### REQUIRED ACTIONS
(1) Reproduce the passage of the forum replies starting with "Side comment: love" and going on through "jerks and crazies?".
(2) Summarize the forum replies in two sentences.
(3) In the forum replies, which illustrations does the first commenter say they love?

### SOURCE EXTRACT
Side comment: love those stick-illustrations from the Good News Bible. They always made it seem so fun.
Andy
Re: TCQ: Saint: May the Lord Deal with Me
Yeah, how did a nice guy like Saint end up with a bunch of jerks and crazies?
Great job.
--
Imagination is the seed of intelligence. Nourish it and watch it grow.
Re: TCQ: Saint: May the Lord Deal with Me
And of course my immediate thought was: is this doofus keeping her body alive when it should have gone long ago with the mind, and thereby causing all this pain and grief for the family?
But I'm a bastard, and that's how we bastards think. The piece was a beautiful read though... I stand umbled afore yee...
Re: TCQ: Saint: May the Lord Deal with Me
There's another good-hearted soul! He'll be sorely out numbered around these folks, my friend.
An excellent piece of work, Robin. Everything I've read of yours so far has been equally brilliant and I can't wait to write with you.
Re: TCQ: Saint: May the Lord Deal with Me
Wow, he's way too good for this bunch. Except for the pimp-squishing. Nice touch keeping us in suspense about her relationship to Saint.
Re: TCQ: Saint: May the Lord Deal with Me
Yes....He's SOOOOOOOO sweet. When he isn't KILLING people. :)
So, it's ok to bury a bad guy under an 800 pound rock, as long as you do your community service. ;)
Kidding of course. I think Elijah is very lovable in his own special way.

### DATA SHOWN
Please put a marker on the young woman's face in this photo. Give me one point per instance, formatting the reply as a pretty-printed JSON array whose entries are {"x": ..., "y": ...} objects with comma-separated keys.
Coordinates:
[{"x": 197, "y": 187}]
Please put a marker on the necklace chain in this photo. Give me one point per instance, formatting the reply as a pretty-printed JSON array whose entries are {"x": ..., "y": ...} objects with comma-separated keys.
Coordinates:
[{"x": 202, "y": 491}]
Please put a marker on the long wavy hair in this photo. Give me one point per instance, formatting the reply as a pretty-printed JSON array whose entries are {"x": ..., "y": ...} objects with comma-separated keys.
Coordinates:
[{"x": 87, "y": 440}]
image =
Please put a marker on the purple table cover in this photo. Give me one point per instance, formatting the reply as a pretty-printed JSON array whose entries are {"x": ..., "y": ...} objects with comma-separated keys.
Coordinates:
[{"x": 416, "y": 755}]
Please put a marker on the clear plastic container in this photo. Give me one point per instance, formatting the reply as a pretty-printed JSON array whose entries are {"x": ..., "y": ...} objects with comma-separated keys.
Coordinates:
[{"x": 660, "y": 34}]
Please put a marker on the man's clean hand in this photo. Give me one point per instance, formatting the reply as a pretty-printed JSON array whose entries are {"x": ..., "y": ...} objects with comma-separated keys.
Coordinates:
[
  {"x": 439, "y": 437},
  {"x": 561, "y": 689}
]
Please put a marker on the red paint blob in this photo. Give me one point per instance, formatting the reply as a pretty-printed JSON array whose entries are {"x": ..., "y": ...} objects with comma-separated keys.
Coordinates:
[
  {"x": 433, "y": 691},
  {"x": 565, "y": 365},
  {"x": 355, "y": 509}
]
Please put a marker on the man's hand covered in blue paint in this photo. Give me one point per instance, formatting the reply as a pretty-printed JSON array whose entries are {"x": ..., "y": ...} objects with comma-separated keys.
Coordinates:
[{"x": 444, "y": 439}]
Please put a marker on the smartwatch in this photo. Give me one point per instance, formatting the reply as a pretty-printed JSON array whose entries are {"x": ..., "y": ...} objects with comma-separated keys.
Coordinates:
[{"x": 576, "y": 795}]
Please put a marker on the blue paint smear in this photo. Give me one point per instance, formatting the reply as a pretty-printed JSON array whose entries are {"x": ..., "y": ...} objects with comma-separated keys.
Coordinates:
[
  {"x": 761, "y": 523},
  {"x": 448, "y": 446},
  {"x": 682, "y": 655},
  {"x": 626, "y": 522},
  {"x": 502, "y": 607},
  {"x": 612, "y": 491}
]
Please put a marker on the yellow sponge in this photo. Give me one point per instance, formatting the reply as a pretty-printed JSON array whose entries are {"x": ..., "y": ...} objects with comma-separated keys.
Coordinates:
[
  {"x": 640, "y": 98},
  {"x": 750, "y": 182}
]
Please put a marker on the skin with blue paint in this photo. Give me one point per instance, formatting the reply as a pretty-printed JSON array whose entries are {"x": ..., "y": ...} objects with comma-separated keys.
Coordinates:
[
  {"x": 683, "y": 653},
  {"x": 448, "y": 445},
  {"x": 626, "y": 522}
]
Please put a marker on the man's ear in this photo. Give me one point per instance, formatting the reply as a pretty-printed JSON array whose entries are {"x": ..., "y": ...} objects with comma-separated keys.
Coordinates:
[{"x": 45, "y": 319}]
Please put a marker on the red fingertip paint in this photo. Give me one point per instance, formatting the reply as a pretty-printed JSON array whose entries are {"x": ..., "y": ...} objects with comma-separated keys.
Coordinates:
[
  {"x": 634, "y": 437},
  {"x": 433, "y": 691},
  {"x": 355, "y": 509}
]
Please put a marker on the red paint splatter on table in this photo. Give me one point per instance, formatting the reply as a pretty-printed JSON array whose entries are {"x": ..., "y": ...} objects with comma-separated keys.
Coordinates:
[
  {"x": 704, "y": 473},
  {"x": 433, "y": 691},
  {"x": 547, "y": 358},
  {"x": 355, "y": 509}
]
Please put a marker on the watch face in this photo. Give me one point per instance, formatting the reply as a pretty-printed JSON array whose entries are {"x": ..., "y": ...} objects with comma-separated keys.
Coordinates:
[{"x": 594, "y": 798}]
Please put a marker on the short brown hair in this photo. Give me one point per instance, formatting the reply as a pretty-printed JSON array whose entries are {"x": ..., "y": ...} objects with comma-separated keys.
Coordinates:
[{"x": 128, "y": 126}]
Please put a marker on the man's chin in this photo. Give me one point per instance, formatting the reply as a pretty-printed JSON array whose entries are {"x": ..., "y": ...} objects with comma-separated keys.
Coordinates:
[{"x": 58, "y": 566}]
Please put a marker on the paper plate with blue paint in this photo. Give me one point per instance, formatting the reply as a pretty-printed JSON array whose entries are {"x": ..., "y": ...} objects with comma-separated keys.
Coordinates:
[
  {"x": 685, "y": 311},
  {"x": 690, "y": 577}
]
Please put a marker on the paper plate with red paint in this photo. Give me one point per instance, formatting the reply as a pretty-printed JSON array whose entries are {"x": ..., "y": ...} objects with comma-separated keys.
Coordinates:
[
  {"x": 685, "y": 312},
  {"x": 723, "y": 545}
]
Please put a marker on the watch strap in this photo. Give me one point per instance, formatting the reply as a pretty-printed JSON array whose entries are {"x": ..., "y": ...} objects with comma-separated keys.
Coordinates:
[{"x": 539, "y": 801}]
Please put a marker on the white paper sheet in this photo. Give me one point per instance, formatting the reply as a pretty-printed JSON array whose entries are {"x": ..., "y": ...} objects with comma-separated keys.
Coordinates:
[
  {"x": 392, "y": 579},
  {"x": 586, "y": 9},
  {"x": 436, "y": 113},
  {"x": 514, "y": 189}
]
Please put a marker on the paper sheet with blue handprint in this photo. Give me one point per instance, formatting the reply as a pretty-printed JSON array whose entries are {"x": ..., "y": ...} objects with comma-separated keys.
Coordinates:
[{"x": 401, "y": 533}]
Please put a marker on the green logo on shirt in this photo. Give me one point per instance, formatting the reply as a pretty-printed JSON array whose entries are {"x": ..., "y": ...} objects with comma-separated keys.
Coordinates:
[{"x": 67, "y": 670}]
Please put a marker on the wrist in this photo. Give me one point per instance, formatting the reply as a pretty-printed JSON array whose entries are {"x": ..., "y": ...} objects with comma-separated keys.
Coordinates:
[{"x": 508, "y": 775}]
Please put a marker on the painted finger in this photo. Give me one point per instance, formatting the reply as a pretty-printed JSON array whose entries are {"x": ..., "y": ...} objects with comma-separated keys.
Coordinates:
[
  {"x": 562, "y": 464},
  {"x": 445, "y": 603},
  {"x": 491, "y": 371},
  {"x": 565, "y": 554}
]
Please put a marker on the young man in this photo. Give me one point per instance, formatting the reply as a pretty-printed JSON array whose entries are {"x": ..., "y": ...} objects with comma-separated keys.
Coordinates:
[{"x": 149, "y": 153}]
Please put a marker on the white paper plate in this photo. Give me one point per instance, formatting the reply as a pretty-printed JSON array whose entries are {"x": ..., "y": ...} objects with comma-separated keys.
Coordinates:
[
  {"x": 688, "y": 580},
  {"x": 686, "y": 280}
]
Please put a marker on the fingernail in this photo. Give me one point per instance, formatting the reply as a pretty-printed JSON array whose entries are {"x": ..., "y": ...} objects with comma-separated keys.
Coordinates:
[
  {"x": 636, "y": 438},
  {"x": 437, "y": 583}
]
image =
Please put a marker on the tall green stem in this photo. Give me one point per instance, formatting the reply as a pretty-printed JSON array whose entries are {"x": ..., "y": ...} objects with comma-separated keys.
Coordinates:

### RESPONSES BY TASK
(1)
Side comment: love those stick-illustrations from the Good News Bible. They always made it seem so fun.
Andy
Re: TCQ: Saint: May the Lord Deal with Me
Yeah, how did a nice guy like Saint end up with a bunch of jerks and crazies?

(2) Replies to the post "TCQ: Saint: May the Lord Deal with Me" praise the piece, calling it a beautiful read and an excellent piece of work by Robin. Commenters wonder how a nice guy like Saint ended up with a bunch of jerks and crazies, and one says he is way too good for this bunch.

(3) The stick-illustrations from the Good News Bible.